Stated task —
In the records below, the line that contains "Labeling batch C. For the image above, tag the baby's chin" marks the start. Copy it and each line after it through the end, exactly, without pictures.

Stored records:
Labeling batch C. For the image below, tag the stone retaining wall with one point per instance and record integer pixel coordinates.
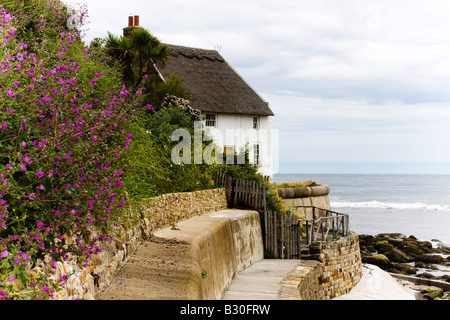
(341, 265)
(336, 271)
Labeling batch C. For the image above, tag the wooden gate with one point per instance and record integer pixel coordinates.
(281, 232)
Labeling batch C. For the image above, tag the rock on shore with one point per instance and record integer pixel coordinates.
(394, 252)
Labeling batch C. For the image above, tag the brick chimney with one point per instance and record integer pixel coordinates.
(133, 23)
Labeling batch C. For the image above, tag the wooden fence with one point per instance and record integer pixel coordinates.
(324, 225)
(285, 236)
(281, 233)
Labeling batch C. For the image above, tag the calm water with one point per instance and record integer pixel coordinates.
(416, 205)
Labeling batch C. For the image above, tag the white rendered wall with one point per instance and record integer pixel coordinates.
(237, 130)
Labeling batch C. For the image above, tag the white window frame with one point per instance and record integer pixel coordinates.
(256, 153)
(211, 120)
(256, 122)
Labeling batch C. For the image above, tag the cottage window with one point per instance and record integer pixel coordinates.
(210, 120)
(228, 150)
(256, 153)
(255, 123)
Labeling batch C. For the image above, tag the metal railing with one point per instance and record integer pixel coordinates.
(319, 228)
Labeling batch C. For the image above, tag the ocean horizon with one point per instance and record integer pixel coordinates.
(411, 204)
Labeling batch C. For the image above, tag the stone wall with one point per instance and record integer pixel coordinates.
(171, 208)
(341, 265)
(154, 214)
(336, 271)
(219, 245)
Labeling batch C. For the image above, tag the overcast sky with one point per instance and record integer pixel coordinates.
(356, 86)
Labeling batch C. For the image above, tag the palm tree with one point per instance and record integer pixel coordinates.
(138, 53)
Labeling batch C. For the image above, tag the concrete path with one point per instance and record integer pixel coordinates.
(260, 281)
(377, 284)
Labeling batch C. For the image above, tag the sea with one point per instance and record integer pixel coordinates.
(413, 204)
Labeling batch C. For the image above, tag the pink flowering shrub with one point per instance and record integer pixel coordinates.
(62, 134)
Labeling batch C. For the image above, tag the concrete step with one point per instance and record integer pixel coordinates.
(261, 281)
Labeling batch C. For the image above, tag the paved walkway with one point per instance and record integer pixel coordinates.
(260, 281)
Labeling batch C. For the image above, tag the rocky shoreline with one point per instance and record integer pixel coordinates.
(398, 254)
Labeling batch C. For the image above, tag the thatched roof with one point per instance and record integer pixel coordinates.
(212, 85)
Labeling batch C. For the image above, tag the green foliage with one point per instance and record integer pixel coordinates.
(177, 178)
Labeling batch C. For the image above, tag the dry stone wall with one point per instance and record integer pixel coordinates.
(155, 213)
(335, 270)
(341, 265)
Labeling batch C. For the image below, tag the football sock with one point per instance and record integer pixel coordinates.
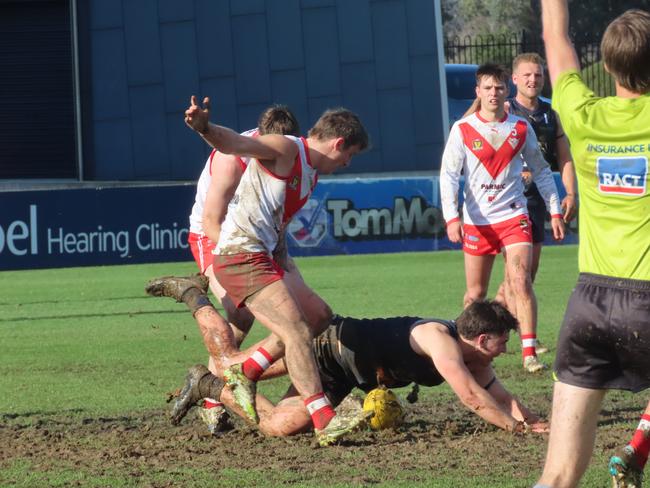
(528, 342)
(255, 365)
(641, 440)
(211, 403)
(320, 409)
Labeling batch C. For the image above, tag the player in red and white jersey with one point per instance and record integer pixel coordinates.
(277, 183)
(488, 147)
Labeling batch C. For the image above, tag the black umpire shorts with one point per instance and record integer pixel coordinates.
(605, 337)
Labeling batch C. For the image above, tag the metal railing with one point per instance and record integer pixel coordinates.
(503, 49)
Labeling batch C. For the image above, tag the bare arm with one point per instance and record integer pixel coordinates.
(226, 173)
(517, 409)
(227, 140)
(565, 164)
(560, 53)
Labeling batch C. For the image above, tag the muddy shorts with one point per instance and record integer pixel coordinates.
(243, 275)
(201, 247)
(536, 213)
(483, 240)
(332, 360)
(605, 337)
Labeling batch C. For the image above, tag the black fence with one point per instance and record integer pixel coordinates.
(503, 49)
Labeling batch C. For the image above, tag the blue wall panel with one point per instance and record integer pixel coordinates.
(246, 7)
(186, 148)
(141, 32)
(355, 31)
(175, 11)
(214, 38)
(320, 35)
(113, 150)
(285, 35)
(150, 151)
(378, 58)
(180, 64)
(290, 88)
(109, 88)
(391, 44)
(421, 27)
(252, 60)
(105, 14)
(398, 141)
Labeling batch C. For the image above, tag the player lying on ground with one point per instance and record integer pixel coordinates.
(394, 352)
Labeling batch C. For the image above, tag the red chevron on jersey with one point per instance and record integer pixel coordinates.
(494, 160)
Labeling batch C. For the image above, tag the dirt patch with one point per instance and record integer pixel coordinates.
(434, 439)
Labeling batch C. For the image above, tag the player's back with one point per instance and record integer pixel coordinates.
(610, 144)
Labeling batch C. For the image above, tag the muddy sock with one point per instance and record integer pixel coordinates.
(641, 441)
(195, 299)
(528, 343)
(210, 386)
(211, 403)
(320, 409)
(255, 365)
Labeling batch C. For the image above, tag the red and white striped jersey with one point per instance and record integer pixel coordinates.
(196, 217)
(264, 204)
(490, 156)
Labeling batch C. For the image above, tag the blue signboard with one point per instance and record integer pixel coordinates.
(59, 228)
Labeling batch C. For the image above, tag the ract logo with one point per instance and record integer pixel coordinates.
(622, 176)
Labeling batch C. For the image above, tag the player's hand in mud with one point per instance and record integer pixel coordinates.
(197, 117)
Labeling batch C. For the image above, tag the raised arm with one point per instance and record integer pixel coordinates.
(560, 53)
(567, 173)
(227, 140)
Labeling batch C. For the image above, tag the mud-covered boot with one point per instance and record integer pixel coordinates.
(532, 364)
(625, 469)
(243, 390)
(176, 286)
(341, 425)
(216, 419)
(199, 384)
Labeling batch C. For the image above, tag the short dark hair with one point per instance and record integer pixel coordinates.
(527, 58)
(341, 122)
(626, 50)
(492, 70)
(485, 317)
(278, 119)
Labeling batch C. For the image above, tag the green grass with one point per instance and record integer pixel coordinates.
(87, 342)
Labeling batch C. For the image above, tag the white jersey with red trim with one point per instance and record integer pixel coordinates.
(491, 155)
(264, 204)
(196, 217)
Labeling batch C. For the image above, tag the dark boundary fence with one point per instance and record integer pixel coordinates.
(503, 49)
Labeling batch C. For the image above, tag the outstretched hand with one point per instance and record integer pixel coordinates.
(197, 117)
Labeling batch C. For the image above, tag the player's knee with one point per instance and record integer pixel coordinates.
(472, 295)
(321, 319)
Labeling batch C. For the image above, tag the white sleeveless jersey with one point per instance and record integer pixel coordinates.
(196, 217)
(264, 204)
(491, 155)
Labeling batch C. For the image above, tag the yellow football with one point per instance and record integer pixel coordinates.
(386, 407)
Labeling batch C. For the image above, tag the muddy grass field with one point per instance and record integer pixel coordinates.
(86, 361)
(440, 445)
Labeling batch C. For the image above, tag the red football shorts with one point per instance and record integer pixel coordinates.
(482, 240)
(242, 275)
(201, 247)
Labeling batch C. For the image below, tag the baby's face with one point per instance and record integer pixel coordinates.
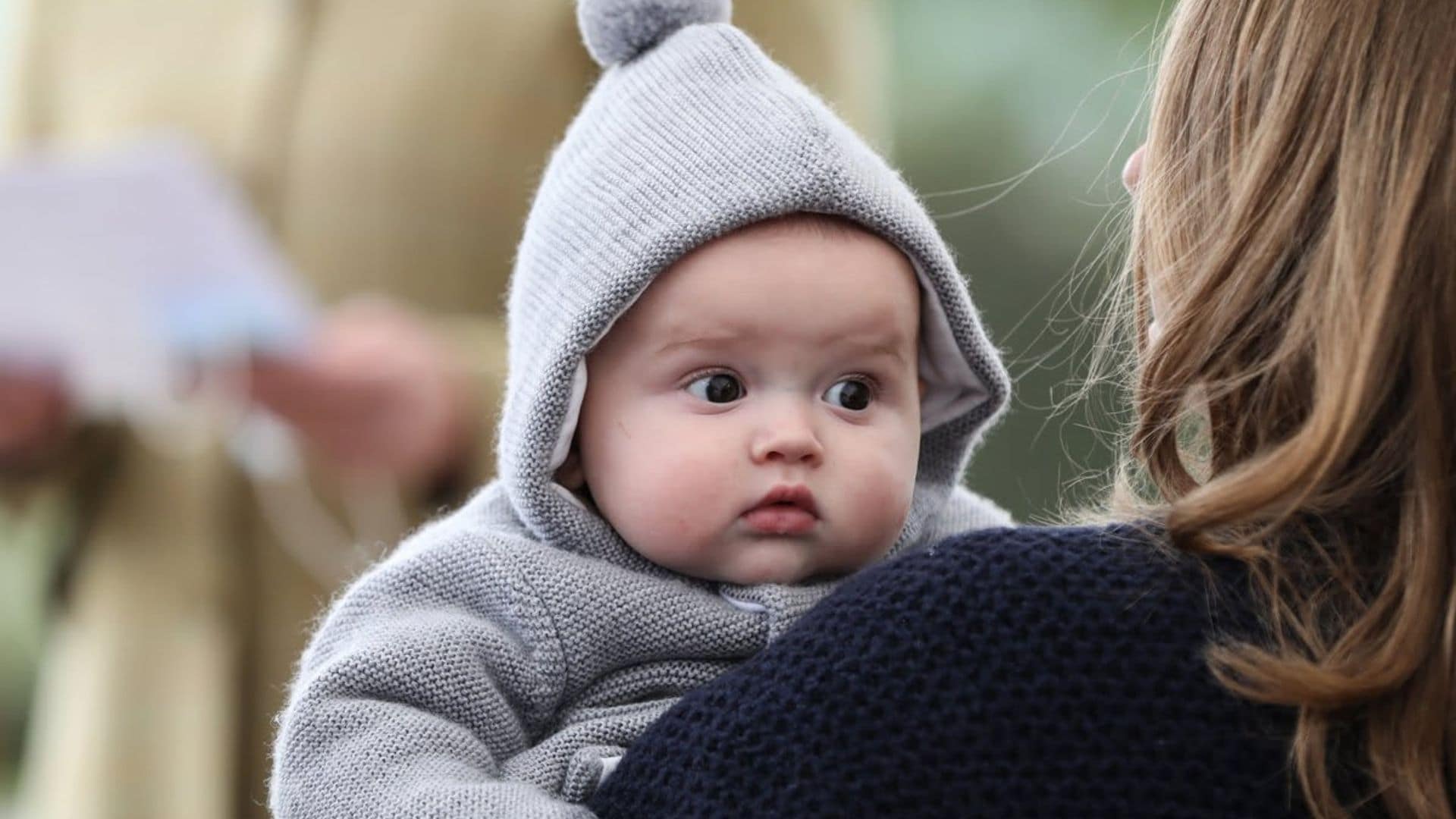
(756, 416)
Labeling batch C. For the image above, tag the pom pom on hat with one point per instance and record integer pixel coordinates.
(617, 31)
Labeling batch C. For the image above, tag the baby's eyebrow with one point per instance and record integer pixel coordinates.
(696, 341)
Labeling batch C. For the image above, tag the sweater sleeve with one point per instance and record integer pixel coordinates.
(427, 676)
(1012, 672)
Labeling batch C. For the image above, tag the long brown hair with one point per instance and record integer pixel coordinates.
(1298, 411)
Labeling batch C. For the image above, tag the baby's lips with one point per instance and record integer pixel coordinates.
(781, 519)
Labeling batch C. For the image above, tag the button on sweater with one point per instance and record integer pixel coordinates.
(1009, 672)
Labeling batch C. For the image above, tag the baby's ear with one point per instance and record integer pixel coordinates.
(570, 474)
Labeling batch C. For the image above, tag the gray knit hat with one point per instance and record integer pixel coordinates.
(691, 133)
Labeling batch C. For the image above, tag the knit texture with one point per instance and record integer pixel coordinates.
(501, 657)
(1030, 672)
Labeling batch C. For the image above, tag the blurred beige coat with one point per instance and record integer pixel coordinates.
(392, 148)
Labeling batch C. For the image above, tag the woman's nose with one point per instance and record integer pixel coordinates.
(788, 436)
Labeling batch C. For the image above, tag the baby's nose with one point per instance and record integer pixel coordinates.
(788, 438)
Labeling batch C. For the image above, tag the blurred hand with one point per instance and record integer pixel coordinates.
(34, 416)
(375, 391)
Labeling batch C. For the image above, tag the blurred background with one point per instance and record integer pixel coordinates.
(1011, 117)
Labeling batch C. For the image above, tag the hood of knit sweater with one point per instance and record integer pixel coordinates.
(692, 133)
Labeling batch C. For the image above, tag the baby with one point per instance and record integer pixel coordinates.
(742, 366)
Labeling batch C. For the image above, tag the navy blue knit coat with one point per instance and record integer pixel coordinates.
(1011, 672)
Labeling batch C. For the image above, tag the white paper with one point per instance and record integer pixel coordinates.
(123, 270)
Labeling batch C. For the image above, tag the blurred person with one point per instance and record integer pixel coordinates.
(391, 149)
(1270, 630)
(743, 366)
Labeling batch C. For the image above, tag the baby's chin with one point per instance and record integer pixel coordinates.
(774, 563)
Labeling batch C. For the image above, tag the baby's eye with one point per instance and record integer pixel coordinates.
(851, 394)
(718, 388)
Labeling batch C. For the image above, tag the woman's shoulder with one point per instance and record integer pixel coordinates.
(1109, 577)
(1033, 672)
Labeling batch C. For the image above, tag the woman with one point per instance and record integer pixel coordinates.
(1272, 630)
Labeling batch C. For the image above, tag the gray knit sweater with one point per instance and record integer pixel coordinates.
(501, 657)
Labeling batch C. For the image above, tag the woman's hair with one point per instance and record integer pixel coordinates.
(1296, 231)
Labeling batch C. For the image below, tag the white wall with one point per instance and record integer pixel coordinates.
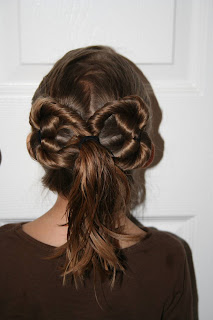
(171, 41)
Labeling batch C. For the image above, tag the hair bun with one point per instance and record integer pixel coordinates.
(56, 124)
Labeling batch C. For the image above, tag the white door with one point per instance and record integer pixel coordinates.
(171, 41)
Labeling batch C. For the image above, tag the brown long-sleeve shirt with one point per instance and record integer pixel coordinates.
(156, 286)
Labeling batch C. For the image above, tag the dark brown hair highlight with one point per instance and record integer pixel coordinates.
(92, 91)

Result for this exercise —
Labeling batch C. For the image above, tag the baby's chin with one point per instance and record integer pixel coordinates.
(774, 563)
Labeling batch C. For the image above, tag the baby's eye with one point per instance and record integer pixel coordinates.
(851, 394)
(718, 388)
Labeling batch C. For the image above, tag the woman's shoulder with one point per instance and record integer pixel coordinates.
(1109, 577)
(1033, 672)
Labeling batch C. For the image above, tag the woman with one point per instance and record integer pixel coordinates.
(1272, 630)
Labeling batch C. For the image above, tag the gray knit sweater with one point per instance and record integer pixel coordinates.
(501, 657)
Labeling batch C. For the image above, tag the woman's hair with one point per instance and record integer pixel coordinates.
(1296, 231)
Labeling batch C. For the image below, tag the white wall with one point per instance and record integer pixel coordinates.
(171, 41)
Labeling batch C. For the image above, tag the hair bun with one point per instance and record integer pixel coordinates.
(56, 124)
Labeling batch C. For the image above, tag the white door with one point per instance and record integer pixel coordinates.
(171, 41)
Labeling batch C. For the image above, tag the brown long-sleeve shirt with one point per instance and record integer pixel coordinates.
(156, 286)
Labeling batch C. For the image above, tag the dark brown hair highlight with one point per instance and record integer pixel coordinates.
(92, 91)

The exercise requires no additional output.